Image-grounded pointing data
+ + + +
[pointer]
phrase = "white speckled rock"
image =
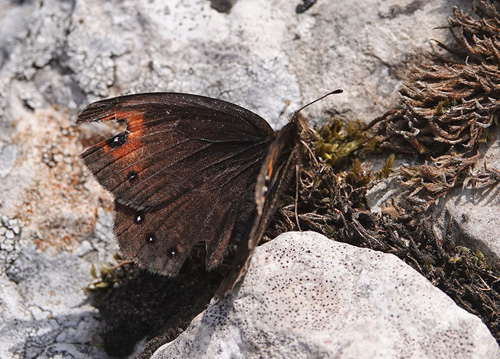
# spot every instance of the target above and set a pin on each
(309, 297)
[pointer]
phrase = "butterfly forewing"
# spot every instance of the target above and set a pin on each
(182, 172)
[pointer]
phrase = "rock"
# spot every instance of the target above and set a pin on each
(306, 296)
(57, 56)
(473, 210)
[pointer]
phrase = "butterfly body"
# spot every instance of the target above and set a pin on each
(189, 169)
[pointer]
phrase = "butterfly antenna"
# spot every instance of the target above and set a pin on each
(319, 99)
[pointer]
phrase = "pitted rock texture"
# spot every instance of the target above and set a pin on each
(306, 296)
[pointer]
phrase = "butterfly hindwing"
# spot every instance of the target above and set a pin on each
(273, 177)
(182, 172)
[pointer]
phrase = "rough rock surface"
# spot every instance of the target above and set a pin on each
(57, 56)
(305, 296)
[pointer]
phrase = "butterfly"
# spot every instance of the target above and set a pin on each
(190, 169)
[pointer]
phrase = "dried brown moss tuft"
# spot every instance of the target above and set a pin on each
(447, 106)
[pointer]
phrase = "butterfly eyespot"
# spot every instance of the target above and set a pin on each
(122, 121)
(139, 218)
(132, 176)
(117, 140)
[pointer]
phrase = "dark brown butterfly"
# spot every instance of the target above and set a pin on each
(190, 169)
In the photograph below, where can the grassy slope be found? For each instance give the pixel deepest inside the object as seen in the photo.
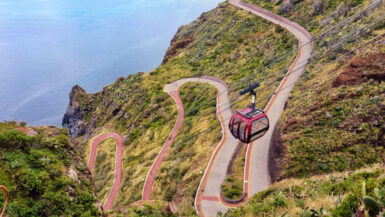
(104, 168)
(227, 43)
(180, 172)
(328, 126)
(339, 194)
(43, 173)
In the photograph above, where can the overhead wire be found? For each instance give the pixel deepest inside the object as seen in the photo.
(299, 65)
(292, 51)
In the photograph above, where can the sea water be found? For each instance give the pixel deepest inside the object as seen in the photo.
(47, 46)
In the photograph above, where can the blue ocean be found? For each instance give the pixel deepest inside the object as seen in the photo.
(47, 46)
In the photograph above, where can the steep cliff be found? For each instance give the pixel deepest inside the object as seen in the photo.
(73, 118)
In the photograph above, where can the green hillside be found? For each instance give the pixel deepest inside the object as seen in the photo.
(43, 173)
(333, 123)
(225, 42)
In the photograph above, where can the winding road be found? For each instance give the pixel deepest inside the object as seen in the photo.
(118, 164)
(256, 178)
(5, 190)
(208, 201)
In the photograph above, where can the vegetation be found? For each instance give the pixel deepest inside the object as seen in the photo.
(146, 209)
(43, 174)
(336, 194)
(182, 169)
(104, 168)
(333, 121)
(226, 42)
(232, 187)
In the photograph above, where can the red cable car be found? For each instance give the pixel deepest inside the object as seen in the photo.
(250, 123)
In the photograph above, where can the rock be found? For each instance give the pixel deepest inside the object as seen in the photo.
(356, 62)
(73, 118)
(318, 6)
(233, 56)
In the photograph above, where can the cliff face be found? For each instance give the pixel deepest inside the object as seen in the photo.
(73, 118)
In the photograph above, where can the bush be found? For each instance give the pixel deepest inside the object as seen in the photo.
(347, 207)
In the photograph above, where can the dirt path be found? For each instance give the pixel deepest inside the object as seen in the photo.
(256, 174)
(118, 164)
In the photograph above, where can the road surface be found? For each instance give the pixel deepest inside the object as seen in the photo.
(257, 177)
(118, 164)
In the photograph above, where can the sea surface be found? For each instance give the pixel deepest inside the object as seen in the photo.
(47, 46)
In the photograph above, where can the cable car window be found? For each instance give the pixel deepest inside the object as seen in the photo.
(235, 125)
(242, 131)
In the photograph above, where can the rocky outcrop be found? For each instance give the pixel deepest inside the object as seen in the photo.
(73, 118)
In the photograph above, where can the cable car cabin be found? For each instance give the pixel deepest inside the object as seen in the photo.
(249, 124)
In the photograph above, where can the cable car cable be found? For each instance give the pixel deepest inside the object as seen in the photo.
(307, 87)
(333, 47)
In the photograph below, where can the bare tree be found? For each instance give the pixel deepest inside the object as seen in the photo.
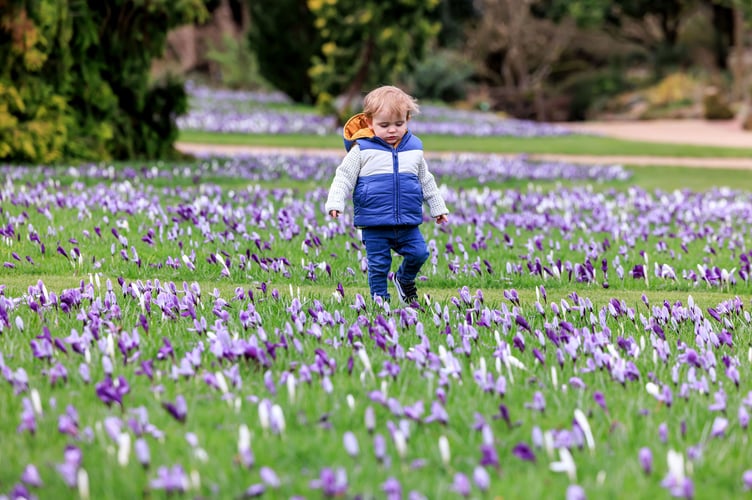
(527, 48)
+ + + +
▸ **ASSIGNED TASK**:
Find out how many lines above hold "brown". Write only the number.

▸ **RESULT**:
2